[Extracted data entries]
==========

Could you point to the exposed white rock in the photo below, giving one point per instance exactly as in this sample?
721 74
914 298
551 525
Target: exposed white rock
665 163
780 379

==========

Exercise prompt: Extract every line of the material above and reproduce each one verbatim, without any alteration.

Solution below:
Could you point to the exposed white rock in the photo below, giving one point per instance exactly as in this sample?
721 74
914 298
551 525
Target: exposed white rock
665 163
780 379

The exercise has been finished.